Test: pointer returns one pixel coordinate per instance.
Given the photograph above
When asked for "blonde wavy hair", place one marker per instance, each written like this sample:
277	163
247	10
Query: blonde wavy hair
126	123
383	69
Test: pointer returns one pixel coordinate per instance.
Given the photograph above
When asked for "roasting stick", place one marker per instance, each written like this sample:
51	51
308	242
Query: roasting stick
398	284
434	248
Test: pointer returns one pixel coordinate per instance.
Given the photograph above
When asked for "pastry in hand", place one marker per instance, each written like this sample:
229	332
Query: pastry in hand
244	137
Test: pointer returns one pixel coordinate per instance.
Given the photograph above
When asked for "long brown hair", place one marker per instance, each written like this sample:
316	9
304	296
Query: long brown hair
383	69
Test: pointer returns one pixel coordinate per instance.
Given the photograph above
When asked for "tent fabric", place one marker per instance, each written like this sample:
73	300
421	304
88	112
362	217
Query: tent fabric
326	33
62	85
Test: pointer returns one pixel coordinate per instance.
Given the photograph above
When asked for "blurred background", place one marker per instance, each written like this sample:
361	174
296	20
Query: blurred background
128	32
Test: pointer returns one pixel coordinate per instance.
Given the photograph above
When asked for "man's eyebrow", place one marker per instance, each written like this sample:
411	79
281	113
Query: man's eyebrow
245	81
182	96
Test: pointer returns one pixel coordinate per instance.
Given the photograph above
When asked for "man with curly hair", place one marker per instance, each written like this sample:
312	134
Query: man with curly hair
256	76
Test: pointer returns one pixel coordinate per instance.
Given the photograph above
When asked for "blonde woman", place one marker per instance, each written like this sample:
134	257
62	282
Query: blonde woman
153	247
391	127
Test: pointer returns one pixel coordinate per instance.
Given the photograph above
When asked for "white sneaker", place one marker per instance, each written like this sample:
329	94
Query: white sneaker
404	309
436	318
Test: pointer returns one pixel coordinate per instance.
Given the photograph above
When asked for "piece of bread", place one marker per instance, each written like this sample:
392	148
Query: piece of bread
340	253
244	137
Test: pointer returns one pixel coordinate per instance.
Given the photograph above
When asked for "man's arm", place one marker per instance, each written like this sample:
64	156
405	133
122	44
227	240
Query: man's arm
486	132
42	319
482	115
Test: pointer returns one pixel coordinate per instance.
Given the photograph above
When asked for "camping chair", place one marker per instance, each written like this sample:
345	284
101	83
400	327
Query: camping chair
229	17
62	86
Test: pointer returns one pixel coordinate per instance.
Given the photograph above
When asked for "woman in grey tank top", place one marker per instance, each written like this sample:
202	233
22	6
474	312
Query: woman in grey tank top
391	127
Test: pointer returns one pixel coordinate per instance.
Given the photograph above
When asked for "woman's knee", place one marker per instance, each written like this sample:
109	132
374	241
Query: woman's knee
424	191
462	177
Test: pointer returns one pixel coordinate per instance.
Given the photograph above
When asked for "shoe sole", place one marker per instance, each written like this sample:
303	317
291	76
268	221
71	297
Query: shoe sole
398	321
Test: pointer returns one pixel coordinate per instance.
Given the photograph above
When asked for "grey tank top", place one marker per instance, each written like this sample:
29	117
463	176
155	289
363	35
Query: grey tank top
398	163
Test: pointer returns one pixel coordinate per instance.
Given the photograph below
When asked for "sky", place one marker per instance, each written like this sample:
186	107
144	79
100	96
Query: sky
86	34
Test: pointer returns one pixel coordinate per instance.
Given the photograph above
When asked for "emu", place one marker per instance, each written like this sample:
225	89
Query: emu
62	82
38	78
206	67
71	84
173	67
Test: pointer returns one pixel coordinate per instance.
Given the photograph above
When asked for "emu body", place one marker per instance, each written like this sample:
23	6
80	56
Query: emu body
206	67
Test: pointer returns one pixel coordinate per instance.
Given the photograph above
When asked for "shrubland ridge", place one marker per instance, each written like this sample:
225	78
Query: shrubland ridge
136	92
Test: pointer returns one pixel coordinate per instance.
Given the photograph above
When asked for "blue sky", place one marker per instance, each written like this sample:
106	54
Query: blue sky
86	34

• **Exercise**: Pick out every line above that contains the string “curly”, treating uppercase and lowercase as different.

• **Written response**:
When asked for "man with curly hair", place one marker per instance, each written like this sample:
Query: man with curly hair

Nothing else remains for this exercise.